**Task requirements:**
Retype the material below line for line, with no changes.

+ + + + + + +

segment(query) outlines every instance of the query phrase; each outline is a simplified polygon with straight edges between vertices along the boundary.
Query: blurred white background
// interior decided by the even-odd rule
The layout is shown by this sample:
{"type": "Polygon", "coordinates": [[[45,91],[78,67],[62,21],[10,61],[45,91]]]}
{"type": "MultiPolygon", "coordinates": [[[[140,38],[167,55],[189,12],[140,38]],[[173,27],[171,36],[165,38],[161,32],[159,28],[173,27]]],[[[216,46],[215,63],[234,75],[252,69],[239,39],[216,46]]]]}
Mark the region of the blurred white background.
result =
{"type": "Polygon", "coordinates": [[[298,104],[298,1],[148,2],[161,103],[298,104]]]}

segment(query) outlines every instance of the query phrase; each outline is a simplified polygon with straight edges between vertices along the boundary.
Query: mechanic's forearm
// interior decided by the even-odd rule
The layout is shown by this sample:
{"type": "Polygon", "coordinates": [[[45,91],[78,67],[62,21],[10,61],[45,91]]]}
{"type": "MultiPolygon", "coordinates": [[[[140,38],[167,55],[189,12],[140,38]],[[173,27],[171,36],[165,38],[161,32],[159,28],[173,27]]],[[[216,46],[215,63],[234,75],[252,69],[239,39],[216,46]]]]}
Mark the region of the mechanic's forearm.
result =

+ + + + + + +

**The result:**
segment(query) outlines every instance of the query phrase; each outline is a simplified polygon with straight edges between vertices along the boundary.
Query: blurred white background
// interior decided by the even-odd rule
The layout is shown by this sample:
{"type": "Polygon", "coordinates": [[[45,91],[78,67],[62,21],[10,61],[45,91]]]}
{"type": "MultiPolygon", "coordinates": [[[[140,38],[167,55],[189,12],[140,38]],[[173,27],[171,36],[165,38],[161,32],[159,28],[173,27]]],[[[216,46],[215,63],[234,75],[252,69],[239,39],[216,46]]]]}
Mark the region of the blurred white background.
result =
{"type": "Polygon", "coordinates": [[[298,104],[298,1],[148,2],[161,103],[298,104]]]}

segment(query) outlines every instance of the query phrase; each outline is a simplified polygon with straight edges between vertices along the boundary.
Query: mechanic's forearm
// interior decided by the even-odd rule
The layout is shown by this sample:
{"type": "Polygon", "coordinates": [[[45,91],[78,67],[62,21],[10,61],[45,91]]]}
{"type": "MultiPolygon", "coordinates": [[[[140,38],[167,55],[189,12],[140,38]],[[173,27],[171,36],[165,38],[161,32],[159,28],[173,27]]],[[[216,46],[215,63],[234,75],[252,69],[239,39],[216,46]]]]}
Mark the region of the mechanic's forearm.
result =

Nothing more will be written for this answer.